WORK TO BE COMPLETED —
Please pull out each line of the listing below that contains the word "then".

RECORDS SUPPLIED —
________________

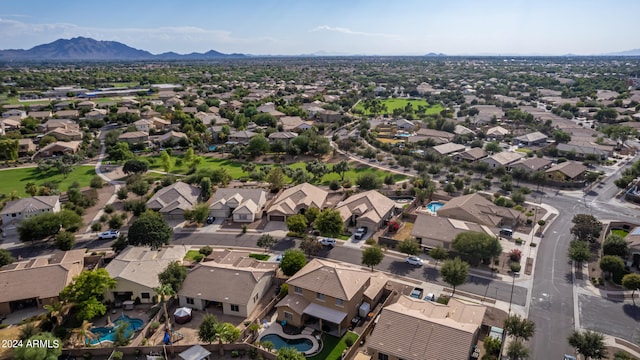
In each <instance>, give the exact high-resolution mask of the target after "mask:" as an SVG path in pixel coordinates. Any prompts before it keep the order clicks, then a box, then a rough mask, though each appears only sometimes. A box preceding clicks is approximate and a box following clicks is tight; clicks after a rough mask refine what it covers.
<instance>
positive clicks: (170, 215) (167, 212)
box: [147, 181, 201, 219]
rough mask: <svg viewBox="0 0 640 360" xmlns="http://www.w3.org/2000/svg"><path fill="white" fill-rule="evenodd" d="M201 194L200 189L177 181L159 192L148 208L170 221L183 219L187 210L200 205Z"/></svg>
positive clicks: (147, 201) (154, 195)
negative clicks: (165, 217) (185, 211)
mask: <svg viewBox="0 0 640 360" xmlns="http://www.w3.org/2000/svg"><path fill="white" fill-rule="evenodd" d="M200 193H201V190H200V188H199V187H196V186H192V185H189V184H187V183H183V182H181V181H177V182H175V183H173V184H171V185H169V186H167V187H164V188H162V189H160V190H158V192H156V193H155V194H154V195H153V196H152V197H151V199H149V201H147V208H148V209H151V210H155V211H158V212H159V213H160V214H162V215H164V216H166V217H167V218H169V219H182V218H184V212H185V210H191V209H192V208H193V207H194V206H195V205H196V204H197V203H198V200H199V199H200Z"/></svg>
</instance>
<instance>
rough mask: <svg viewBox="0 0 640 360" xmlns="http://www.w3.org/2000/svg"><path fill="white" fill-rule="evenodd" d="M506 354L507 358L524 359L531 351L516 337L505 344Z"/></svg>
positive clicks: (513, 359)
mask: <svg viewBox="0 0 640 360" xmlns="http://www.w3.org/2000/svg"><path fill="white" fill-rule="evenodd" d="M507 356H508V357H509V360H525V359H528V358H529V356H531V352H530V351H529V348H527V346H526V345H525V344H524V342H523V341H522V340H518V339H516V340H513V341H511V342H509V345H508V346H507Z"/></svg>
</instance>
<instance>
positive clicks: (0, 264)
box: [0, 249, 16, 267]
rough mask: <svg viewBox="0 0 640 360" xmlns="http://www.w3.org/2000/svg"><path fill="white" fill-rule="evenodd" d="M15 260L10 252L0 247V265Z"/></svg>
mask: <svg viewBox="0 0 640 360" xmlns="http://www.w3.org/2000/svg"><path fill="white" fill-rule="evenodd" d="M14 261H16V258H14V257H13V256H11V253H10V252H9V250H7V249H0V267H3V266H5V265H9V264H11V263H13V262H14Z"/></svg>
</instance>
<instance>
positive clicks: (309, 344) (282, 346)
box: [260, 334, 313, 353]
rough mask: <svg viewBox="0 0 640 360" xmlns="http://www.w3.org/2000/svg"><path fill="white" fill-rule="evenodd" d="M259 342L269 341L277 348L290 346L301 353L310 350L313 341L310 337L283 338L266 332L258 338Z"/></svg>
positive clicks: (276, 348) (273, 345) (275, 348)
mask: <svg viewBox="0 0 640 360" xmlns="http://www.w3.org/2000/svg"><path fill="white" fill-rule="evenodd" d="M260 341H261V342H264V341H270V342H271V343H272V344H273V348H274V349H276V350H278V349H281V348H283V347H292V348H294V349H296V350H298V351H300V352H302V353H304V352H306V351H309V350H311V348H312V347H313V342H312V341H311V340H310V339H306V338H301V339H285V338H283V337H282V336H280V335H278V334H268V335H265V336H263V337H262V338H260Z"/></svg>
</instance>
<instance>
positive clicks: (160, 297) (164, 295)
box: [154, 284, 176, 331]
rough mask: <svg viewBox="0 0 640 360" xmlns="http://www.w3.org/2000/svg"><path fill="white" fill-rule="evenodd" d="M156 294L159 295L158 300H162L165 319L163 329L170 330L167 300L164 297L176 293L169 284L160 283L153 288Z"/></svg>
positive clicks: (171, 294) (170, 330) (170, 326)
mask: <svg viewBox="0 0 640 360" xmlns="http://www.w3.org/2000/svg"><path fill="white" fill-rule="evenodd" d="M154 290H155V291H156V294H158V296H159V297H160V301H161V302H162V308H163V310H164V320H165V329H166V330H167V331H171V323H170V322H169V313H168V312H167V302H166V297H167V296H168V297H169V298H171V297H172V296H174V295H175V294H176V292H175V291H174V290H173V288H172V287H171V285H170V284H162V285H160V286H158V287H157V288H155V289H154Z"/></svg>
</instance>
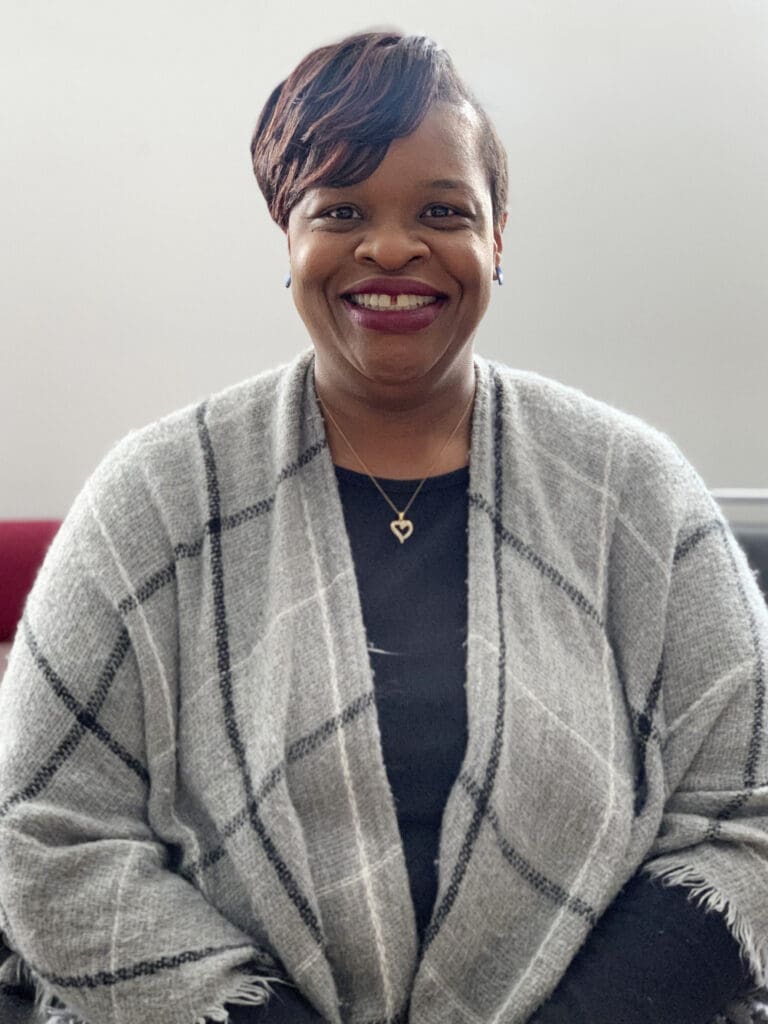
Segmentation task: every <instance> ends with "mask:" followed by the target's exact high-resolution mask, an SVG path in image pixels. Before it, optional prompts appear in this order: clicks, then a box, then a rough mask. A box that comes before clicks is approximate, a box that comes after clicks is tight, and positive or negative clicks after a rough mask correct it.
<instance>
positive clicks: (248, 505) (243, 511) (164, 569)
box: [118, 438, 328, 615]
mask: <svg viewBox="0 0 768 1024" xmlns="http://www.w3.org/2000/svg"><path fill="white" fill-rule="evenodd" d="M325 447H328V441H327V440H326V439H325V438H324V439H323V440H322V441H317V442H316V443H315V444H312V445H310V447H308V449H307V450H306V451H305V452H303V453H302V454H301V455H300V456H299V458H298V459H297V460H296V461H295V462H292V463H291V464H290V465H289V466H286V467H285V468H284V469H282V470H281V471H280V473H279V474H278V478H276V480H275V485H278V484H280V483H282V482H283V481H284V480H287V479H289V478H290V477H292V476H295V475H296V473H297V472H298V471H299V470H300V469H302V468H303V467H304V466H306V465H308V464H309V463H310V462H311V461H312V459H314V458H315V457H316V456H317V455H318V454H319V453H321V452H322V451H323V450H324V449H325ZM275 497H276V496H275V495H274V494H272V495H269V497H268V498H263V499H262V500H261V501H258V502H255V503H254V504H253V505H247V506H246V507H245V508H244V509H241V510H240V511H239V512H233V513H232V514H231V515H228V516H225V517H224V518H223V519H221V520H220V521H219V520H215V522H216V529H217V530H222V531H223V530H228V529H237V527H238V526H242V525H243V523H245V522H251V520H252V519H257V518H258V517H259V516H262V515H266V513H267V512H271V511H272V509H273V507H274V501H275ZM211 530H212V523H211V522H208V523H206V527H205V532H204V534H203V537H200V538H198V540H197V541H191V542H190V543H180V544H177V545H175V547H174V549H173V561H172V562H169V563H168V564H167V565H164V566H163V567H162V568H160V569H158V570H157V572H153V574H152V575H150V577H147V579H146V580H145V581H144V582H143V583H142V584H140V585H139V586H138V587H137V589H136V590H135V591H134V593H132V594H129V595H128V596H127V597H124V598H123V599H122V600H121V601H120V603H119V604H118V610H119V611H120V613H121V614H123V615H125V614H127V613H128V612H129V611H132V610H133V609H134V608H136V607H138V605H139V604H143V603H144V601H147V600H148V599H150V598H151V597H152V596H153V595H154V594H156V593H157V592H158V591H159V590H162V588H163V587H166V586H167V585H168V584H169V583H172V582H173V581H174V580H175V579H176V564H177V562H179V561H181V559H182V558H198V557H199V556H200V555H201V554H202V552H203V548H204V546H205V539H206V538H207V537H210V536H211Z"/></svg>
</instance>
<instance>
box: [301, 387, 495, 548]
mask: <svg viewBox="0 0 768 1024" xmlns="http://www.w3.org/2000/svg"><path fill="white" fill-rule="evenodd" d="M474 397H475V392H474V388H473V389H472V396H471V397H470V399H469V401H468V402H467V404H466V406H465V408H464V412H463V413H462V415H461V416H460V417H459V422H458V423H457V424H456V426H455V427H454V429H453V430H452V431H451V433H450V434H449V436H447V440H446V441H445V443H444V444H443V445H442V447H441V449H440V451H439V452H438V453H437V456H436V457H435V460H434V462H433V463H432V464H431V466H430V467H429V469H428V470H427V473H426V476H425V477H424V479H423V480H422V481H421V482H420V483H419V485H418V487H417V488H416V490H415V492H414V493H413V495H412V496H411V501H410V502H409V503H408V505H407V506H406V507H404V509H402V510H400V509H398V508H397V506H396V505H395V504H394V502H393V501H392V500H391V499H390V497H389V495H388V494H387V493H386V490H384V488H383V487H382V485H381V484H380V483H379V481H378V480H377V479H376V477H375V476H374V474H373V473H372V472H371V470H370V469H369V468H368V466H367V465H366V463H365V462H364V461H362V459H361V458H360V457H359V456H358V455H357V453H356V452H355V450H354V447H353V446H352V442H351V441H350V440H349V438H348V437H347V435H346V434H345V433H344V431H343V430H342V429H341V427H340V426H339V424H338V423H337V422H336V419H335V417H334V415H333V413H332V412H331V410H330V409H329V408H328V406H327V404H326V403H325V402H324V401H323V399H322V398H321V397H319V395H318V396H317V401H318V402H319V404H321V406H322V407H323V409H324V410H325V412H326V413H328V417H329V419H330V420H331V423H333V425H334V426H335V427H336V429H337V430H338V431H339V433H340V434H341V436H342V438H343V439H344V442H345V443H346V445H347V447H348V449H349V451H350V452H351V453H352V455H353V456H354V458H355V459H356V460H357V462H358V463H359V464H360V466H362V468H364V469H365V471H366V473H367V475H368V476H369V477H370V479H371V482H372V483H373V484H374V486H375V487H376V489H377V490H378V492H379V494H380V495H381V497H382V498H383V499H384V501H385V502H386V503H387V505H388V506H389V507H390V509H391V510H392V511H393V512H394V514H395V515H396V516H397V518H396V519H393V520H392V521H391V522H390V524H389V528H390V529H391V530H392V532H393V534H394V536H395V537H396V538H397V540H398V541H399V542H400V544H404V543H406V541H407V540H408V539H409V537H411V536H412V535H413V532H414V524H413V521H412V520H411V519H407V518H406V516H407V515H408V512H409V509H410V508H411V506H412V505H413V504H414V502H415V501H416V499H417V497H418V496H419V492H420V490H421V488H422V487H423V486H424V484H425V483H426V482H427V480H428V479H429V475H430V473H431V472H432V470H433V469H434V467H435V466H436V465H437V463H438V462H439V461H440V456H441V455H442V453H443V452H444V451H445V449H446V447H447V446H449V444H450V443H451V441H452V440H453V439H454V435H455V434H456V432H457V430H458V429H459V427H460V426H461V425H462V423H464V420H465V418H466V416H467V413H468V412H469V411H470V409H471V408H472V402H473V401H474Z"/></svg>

________________

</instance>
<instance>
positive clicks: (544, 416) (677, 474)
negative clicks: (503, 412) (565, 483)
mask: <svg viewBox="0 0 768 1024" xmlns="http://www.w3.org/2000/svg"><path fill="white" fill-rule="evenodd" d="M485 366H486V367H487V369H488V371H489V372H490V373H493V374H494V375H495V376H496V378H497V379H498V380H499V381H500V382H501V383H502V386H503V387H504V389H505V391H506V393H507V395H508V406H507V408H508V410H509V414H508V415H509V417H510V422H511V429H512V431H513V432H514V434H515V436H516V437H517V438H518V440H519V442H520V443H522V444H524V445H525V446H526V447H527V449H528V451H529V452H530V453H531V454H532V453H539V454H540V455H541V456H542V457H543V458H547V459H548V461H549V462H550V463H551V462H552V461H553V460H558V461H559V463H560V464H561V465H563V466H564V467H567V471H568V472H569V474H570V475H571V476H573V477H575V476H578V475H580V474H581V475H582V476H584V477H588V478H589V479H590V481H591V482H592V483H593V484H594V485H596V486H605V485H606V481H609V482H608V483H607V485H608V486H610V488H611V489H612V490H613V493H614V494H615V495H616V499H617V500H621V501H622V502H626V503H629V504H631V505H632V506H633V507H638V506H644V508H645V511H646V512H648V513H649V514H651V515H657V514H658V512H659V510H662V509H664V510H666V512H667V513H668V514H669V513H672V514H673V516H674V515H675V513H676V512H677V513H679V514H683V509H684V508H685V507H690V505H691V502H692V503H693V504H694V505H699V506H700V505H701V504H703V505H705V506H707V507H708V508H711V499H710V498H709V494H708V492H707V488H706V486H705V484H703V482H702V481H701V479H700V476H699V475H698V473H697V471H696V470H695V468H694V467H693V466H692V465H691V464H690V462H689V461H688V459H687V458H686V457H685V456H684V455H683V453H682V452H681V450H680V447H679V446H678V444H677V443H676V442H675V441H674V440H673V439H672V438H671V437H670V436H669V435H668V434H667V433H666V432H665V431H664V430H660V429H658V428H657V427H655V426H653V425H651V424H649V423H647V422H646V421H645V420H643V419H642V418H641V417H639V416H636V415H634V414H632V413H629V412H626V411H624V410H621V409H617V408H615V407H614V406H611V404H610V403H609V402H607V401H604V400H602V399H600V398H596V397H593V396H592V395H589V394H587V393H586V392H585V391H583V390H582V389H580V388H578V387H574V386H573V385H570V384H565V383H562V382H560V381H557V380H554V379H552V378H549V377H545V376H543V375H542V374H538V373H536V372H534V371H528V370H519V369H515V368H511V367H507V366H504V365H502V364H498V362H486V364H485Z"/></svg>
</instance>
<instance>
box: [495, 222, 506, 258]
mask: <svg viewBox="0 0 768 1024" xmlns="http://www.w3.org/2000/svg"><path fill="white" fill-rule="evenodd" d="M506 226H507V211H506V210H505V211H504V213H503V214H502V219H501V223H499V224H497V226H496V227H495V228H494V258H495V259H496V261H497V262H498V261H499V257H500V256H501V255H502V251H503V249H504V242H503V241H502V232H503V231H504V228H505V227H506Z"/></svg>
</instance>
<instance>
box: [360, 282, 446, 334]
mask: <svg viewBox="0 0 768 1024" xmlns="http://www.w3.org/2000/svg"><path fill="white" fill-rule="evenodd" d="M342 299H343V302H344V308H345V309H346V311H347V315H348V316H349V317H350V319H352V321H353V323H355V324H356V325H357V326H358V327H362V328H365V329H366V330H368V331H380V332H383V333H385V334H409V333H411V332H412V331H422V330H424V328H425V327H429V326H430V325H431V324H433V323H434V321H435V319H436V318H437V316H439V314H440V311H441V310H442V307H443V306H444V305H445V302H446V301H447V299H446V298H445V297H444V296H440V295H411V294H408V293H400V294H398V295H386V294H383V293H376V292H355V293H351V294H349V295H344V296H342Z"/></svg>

________________

RESPONSE —
In each <instance>, give the exact high-resolution mask of the target after "mask:" as an SVG path in pixel coordinates. Any prompts before it keep the order clicks, then a box, then a rough mask, though each appears only sometimes. A box preceding clicks is approximate and a box following clicks is tight; clicks after a rough mask refine what it covers.
Segmentation task: every <instance> ends with "mask:" followed by the target's exact high-resolution mask, an SVG path in image pixels. Before it, optional prompts appear in this order: clicks, then a box, then a rough mask. A box that comes before clicks is approximate, a box that comes after clicks is tight, and positive or negative clicks after a rough mask correct it.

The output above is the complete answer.